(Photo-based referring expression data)
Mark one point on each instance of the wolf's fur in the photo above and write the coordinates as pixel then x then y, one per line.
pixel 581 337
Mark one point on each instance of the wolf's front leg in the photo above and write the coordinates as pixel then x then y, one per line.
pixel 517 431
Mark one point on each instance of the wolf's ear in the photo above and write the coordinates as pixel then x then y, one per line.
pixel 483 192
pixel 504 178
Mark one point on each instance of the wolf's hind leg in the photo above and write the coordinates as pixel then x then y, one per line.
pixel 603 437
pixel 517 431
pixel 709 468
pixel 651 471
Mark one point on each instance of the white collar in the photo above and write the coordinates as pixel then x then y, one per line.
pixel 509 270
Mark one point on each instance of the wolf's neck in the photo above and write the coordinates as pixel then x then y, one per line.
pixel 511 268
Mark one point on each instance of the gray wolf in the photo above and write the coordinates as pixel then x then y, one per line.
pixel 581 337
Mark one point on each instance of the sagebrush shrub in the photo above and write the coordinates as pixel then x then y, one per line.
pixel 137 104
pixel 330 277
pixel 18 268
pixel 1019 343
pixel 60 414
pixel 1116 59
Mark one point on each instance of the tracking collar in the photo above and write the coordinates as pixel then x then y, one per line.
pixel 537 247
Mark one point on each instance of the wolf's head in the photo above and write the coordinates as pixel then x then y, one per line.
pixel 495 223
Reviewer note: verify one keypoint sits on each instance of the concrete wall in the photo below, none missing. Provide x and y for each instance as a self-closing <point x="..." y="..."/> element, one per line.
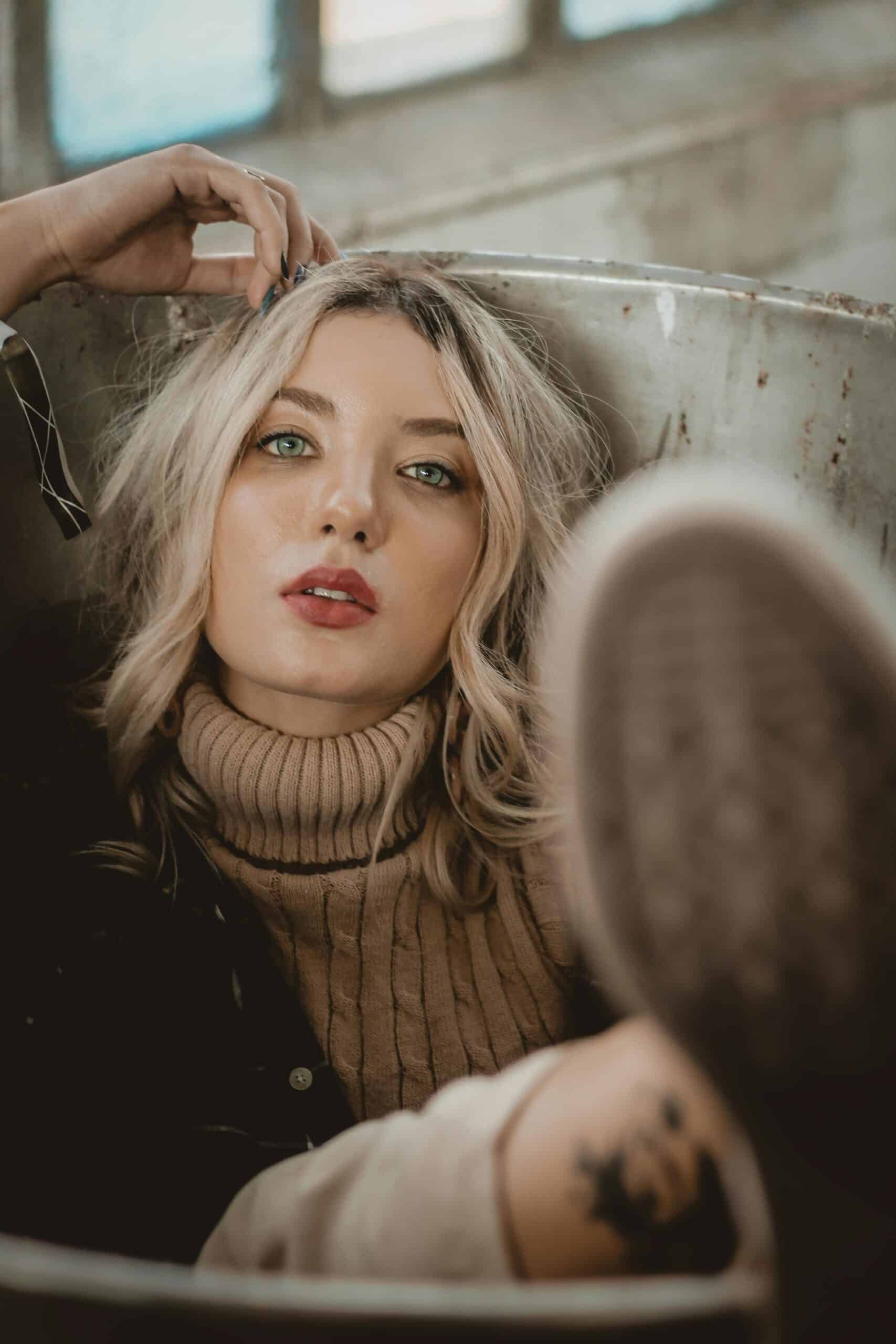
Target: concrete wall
<point x="758" y="140"/>
<point x="755" y="142"/>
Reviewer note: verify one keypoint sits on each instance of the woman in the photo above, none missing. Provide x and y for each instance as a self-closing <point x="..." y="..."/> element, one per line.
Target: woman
<point x="318" y="660"/>
<point x="313" y="894"/>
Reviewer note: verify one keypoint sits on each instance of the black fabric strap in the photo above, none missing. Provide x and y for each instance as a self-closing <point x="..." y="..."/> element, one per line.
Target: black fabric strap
<point x="59" y="492"/>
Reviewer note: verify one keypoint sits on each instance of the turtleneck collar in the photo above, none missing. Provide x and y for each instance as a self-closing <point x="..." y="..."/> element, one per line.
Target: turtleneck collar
<point x="300" y="804"/>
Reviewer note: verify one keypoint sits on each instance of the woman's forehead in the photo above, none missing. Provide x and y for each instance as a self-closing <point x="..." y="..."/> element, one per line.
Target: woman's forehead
<point x="375" y="359"/>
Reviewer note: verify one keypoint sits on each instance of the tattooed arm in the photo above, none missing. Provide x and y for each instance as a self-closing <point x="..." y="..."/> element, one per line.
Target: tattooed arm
<point x="613" y="1163"/>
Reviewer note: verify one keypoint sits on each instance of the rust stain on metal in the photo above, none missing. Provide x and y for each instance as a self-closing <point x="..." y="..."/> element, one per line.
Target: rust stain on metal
<point x="683" y="429"/>
<point x="859" y="307"/>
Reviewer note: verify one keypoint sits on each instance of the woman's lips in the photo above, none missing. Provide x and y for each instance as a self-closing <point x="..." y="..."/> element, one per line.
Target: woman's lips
<point x="327" y="611"/>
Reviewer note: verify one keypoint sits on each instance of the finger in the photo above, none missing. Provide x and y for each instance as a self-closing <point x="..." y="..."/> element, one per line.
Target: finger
<point x="260" y="207"/>
<point x="210" y="215"/>
<point x="229" y="273"/>
<point x="261" y="280"/>
<point x="325" y="246"/>
<point x="301" y="243"/>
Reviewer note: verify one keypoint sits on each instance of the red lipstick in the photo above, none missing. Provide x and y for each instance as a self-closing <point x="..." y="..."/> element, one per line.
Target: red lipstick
<point x="352" y="603"/>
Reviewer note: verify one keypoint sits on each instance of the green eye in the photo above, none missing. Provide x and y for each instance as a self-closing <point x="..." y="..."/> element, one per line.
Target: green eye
<point x="433" y="474"/>
<point x="284" y="445"/>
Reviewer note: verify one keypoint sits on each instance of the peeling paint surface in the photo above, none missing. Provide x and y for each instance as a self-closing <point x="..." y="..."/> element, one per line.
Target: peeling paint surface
<point x="667" y="310"/>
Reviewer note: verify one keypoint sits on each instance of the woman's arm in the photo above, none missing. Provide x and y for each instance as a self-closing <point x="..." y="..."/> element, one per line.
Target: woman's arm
<point x="597" y="1158"/>
<point x="131" y="227"/>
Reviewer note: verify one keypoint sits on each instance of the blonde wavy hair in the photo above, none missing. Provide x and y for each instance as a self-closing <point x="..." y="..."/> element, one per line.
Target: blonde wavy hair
<point x="163" y="471"/>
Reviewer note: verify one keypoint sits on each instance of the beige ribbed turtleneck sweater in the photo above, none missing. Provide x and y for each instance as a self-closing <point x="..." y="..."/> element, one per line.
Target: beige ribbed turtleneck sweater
<point x="404" y="994"/>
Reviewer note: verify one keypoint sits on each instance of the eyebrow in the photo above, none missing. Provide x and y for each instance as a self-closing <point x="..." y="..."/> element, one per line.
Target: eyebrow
<point x="426" y="426"/>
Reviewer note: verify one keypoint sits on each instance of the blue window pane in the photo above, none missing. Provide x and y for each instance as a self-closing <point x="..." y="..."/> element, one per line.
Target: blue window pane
<point x="129" y="76"/>
<point x="597" y="18"/>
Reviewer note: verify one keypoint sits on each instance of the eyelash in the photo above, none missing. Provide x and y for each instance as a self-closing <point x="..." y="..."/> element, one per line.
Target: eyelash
<point x="455" y="480"/>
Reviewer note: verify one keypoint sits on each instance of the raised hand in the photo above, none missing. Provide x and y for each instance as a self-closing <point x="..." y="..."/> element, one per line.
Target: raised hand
<point x="131" y="227"/>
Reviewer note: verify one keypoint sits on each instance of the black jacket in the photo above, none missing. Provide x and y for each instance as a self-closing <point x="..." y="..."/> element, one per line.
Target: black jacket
<point x="148" y="1043"/>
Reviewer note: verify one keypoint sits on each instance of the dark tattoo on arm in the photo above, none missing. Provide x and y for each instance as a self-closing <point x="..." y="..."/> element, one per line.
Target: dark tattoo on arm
<point x="661" y="1193"/>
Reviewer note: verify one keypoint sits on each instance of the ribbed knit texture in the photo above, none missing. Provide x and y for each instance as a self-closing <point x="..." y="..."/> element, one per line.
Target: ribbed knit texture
<point x="404" y="994"/>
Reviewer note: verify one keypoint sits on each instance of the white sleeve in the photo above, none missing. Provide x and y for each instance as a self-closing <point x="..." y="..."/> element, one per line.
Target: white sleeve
<point x="407" y="1196"/>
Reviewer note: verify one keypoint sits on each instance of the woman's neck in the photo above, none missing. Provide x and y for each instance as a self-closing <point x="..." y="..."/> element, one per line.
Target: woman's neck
<point x="300" y="716"/>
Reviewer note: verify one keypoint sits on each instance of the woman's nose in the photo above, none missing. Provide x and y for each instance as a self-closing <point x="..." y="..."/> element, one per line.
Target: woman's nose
<point x="349" y="508"/>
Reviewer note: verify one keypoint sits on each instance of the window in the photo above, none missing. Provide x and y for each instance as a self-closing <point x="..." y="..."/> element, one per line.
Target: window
<point x="597" y="18"/>
<point x="128" y="76"/>
<point x="393" y="44"/>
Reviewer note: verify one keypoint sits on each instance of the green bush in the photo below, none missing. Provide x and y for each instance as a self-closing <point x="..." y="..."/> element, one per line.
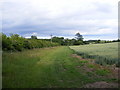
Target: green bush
<point x="17" y="43"/>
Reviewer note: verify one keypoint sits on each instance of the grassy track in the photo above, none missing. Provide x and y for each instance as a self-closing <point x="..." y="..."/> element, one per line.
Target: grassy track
<point x="48" y="67"/>
<point x="103" y="53"/>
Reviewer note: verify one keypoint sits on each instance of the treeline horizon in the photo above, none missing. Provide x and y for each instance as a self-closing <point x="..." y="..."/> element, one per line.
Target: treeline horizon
<point x="16" y="42"/>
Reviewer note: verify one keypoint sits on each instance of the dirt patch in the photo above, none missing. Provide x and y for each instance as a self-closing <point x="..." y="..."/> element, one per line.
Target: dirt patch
<point x="101" y="84"/>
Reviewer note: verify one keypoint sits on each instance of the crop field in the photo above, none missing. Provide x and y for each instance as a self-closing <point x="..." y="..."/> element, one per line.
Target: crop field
<point x="103" y="53"/>
<point x="56" y="67"/>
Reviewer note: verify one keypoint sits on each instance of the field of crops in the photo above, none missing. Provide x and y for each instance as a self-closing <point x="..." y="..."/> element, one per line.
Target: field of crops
<point x="103" y="53"/>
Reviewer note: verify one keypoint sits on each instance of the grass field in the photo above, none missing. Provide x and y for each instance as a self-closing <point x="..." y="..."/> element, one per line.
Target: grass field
<point x="57" y="67"/>
<point x="103" y="53"/>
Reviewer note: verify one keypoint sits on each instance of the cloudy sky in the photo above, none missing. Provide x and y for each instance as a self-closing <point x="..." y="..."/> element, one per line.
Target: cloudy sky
<point x="94" y="19"/>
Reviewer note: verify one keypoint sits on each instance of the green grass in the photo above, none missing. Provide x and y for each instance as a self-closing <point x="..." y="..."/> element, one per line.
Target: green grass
<point x="103" y="53"/>
<point x="102" y="72"/>
<point x="45" y="68"/>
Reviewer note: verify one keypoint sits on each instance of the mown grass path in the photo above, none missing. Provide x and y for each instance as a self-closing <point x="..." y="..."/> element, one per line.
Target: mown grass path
<point x="45" y="68"/>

• Task to complete
Nothing but a number belongs in the answer: the tally of lines in the data holding "below".

• Exercise result
2